- **Work instructions**:
A) From the news article on blight-resistant rice, list every kind of product that farmers are said to spend billions on each year to stop diseases.
B) From the news article on blight-resistant rice, return the part that opens with the words containing "Dr Yin achieved" and closes with "their own species.", copied verbatim.

The Straits Times - 24 Jun 2006
Singapore breakthough in blight-resistant rice
Researcher comes up with hardy strains by genetic manipulation and cross breeding
By Chang Ai-Lien
SCIENCE CORRESPONDENT
A SINGAPORE research breakthrough could help the world's rice growers beat a bacterial disease that plagues crops annually.
Plant researcher Yin Zhong- chao of the Temasek Life Sciences Laboratory (TLL) has taken a gene from hardy wild rice and placed it into commercial strains that have lost the ability to fight disease.
'Conferring natural resistance on the crop is the most economic and efficient way of fighting disease,' said the assistant director of molecular plant pathology at TLL.
Bacterial blight is the bane of rice farmers, reportedly reducing Asia's annual rice production by up to 60 per cent, according to the International Rice Research Institute.
In India, millions of hectares have been severely infected, it said, causing yield losses of between 6 and 60 per cent.
In an effort to stop such diseases, farmers spend billions on rice herbicides, insecticides and fungicides every year. So cultivating a disease-resistant strain could mean substantial savings apart from being good for the environment.
The TLL has patented the gene - Xa27 - which gives rice the resistance to bacterial blight.
Two large companies - a seed company and a biotechnology firm - have approached the TLL to use the gene to create better rice strains, said Mr Peter Chia, its director of strategic research.
Dr Yin achieved his breakthrough in two ways. First, he created the disease-resistant rice through genetic modification. However, unlike other plants that have been inserted with foreign genes from different species to confer traits such as disease resistance, Dr Yin's rice plants took their new gene from their own species.
In the second way, Dr Yin side-stepped the controversial genetic modification technique by creating the disease-resistant strain through traditional cross-breeding.

- **Extracted entries**:
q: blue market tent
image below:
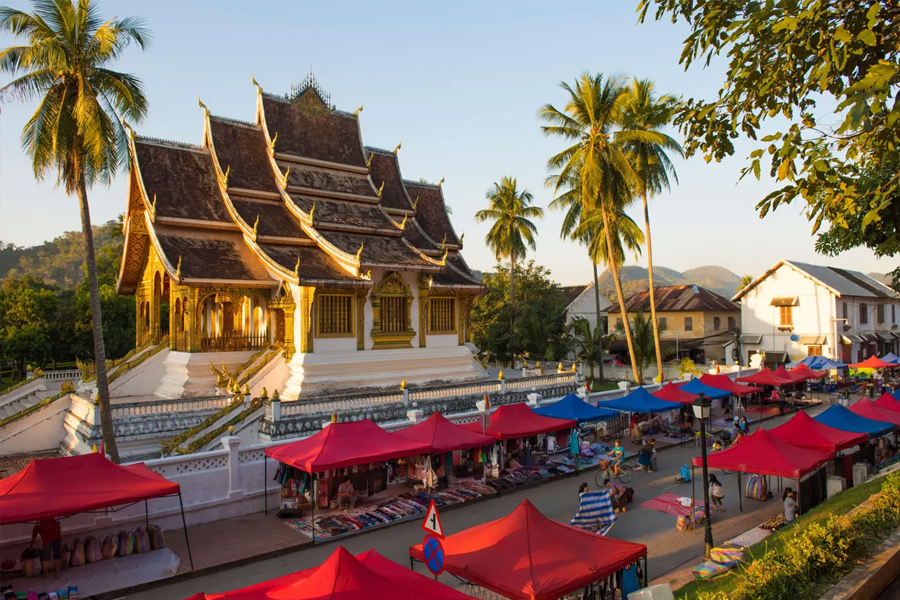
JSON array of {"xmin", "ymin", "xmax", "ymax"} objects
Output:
[
  {"xmin": 814, "ymin": 404, "xmax": 897, "ymax": 438},
  {"xmin": 597, "ymin": 387, "xmax": 684, "ymax": 414},
  {"xmin": 678, "ymin": 379, "xmax": 731, "ymax": 398},
  {"xmin": 534, "ymin": 394, "xmax": 619, "ymax": 423},
  {"xmin": 786, "ymin": 356, "xmax": 848, "ymax": 371}
]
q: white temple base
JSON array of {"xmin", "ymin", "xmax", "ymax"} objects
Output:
[{"xmin": 281, "ymin": 346, "xmax": 487, "ymax": 399}]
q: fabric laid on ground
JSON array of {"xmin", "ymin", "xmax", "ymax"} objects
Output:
[
  {"xmin": 597, "ymin": 387, "xmax": 682, "ymax": 414},
  {"xmin": 0, "ymin": 452, "xmax": 181, "ymax": 525},
  {"xmin": 534, "ymin": 394, "xmax": 619, "ymax": 423},
  {"xmin": 187, "ymin": 547, "xmax": 471, "ymax": 600},
  {"xmin": 691, "ymin": 428, "xmax": 834, "ymax": 479},
  {"xmin": 769, "ymin": 410, "xmax": 868, "ymax": 452},
  {"xmin": 814, "ymin": 404, "xmax": 897, "ymax": 438},
  {"xmin": 393, "ymin": 413, "xmax": 496, "ymax": 454},
  {"xmin": 700, "ymin": 373, "xmax": 762, "ymax": 396},
  {"xmin": 460, "ymin": 402, "xmax": 575, "ymax": 440},
  {"xmin": 409, "ymin": 500, "xmax": 647, "ymax": 600},
  {"xmin": 266, "ymin": 419, "xmax": 429, "ymax": 473}
]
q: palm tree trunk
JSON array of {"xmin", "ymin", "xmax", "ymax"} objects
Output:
[
  {"xmin": 591, "ymin": 259, "xmax": 604, "ymax": 382},
  {"xmin": 76, "ymin": 169, "xmax": 119, "ymax": 463},
  {"xmin": 642, "ymin": 186, "xmax": 663, "ymax": 383},
  {"xmin": 600, "ymin": 207, "xmax": 644, "ymax": 385}
]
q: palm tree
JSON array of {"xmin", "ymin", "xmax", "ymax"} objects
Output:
[
  {"xmin": 539, "ymin": 73, "xmax": 642, "ymax": 383},
  {"xmin": 475, "ymin": 177, "xmax": 544, "ymax": 366},
  {"xmin": 620, "ymin": 79, "xmax": 684, "ymax": 381},
  {"xmin": 0, "ymin": 0, "xmax": 149, "ymax": 462}
]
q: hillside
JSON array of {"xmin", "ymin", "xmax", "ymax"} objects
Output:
[{"xmin": 600, "ymin": 265, "xmax": 741, "ymax": 302}]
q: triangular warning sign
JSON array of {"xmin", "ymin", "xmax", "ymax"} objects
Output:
[{"xmin": 422, "ymin": 500, "xmax": 444, "ymax": 538}]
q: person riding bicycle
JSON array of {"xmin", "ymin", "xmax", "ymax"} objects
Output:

- **Responses per task**:
A) Rice herbicides, insecticides, fungicides

B)
Dr Yin achieved his breakthrough in two ways. First, he created the disease-resistant rice through genetic modification. However, unlike other plants that have been inserted with foreign genes from different species to confer traits such as disease resistance, Dr Yin's rice plants took their new gene from their own species.